:: Data for analysis

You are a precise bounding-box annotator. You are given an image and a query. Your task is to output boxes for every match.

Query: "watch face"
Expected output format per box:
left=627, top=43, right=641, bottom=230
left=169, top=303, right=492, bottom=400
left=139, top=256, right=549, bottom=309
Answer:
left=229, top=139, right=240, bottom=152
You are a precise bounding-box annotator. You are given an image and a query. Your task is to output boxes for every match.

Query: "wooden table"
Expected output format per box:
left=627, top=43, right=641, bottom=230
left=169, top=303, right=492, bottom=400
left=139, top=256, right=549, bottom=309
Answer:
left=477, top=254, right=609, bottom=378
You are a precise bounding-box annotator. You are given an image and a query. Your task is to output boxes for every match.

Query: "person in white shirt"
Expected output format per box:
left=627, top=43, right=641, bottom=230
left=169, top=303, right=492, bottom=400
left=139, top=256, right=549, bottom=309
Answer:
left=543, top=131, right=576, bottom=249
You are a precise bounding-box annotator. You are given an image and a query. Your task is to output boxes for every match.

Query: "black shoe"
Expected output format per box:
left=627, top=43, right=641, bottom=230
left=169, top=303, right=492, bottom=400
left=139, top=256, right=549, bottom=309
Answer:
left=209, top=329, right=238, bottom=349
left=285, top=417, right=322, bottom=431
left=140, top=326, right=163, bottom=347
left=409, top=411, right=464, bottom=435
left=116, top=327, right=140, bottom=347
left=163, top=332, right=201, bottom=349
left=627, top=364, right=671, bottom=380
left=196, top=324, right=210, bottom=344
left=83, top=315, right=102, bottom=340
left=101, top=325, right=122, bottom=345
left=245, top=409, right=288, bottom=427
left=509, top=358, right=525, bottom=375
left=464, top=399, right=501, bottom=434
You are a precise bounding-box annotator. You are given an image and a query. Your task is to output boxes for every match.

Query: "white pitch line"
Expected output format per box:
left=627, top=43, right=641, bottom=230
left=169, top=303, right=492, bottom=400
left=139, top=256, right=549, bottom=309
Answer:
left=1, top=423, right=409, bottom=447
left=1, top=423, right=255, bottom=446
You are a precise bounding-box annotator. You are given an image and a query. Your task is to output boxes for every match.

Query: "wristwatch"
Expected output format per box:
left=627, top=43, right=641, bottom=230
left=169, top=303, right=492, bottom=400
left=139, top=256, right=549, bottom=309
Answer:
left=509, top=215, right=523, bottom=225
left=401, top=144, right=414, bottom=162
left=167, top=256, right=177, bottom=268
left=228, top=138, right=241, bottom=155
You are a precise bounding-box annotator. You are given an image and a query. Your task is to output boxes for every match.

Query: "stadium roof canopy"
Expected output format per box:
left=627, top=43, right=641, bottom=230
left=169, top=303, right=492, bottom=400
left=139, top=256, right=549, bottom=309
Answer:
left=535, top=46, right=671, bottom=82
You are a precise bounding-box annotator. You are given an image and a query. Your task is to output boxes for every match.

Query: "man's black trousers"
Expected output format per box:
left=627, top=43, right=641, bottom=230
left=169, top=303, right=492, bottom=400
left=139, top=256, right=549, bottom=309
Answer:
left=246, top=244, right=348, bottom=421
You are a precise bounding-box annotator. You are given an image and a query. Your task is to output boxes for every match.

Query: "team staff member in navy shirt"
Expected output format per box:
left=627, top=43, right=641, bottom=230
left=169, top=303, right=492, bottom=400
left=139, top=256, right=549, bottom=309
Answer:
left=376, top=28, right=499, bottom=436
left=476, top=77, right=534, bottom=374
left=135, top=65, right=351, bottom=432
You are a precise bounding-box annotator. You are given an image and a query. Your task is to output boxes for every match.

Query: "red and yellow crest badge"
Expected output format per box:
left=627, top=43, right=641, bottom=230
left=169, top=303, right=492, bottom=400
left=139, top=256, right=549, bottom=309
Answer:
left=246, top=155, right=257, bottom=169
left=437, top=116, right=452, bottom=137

::::

## Task to complete
Would you reproduce every record above exactly as it appears?

## Solution to this exercise
You are a precise bounding-box annotator. You are given an image and a query. Your task is to output boxes for every match.

Query: "watch face"
Expected output format per box:
left=627, top=43, right=641, bottom=230
left=169, top=303, right=492, bottom=400
left=139, top=256, right=549, bottom=309
Answer:
left=229, top=139, right=240, bottom=152
You are a precise bounding-box annotator. You are given an image and a query. Your task is to output boxes for every match.

Query: "wooden table"
Expected output format per box:
left=627, top=43, right=641, bottom=230
left=169, top=303, right=492, bottom=400
left=139, top=256, right=549, bottom=309
Answer:
left=477, top=254, right=609, bottom=378
You are a precise bounding-box annotator. You are given an image and a query. Your task is to output boxes for every match.

Query: "person in white shirt"
Expected output format per box:
left=627, top=43, right=641, bottom=230
left=169, top=303, right=492, bottom=400
left=139, top=256, right=549, bottom=309
Answer:
left=543, top=131, right=576, bottom=249
You are a precise bounding-box annotator. You are given an image and a query. Your task is to output boxes for every match.

Query: "black shoe"
Expected output format per box:
left=627, top=43, right=641, bottom=230
left=169, top=303, right=492, bottom=400
left=139, top=256, right=549, bottom=309
Answer:
left=209, top=329, right=238, bottom=349
left=285, top=417, right=322, bottom=431
left=140, top=326, right=163, bottom=347
left=409, top=411, right=464, bottom=435
left=116, top=327, right=140, bottom=347
left=163, top=332, right=201, bottom=349
left=627, top=364, right=671, bottom=380
left=196, top=324, right=210, bottom=344
left=83, top=315, right=102, bottom=340
left=101, top=325, right=122, bottom=345
left=245, top=409, right=288, bottom=427
left=509, top=358, right=525, bottom=375
left=464, top=399, right=501, bottom=434
You are a precise bounding-box annotator. You are given an image and a query. Your task is to output boxes for every match.

Query: "white pitch line"
Expected output format per box:
left=627, top=43, right=641, bottom=230
left=169, top=303, right=492, bottom=400
left=139, top=256, right=549, bottom=309
Answer:
left=1, top=423, right=409, bottom=447
left=1, top=423, right=255, bottom=446
You are a precise bounding-box annotator. You are given an image and a query. Your task is to output boxes for every match.

Query: "wristwatch"
Expected output format per box:
left=627, top=43, right=641, bottom=230
left=169, top=303, right=492, bottom=400
left=139, top=256, right=549, bottom=309
Answer:
left=509, top=215, right=523, bottom=225
left=401, top=144, right=414, bottom=162
left=167, top=256, right=177, bottom=268
left=228, top=138, right=241, bottom=155
You are a precise bounding-box annotator. You are given an image and a query. Your task is to output boxes for every match.

Query: "stadium roof canopy"
Expected output format per box:
left=627, top=43, right=641, bottom=230
left=169, top=303, right=492, bottom=400
left=139, top=256, right=549, bottom=309
Answer:
left=535, top=46, right=671, bottom=82
You are a precise bounding-box annotator. You are given an image and a query. Your task is to output boxes for every match.

Query: "man's black trousers"
Expected output format per box:
left=627, top=43, right=641, bottom=230
left=169, top=303, right=492, bottom=400
left=139, top=256, right=549, bottom=309
Answer:
left=246, top=244, right=348, bottom=421
You are a precise bounding-box annotator. You are given an image and a query. Your task is to output boxes for every match.

Query: "team staff member in navy shirt"
Expected output format per box:
left=627, top=43, right=641, bottom=230
left=169, top=303, right=492, bottom=400
left=139, top=256, right=549, bottom=309
Answer:
left=376, top=28, right=499, bottom=436
left=476, top=77, right=534, bottom=374
left=135, top=65, right=351, bottom=432
You are a precise bounding-box annotator. You are given an image and a query. Your task is to output boxes for every match.

Query: "red and yellow crest badge"
Expected output format per box:
left=627, top=43, right=641, bottom=230
left=169, top=303, right=492, bottom=400
left=139, top=256, right=549, bottom=309
Answer:
left=246, top=155, right=257, bottom=169
left=437, top=116, right=452, bottom=137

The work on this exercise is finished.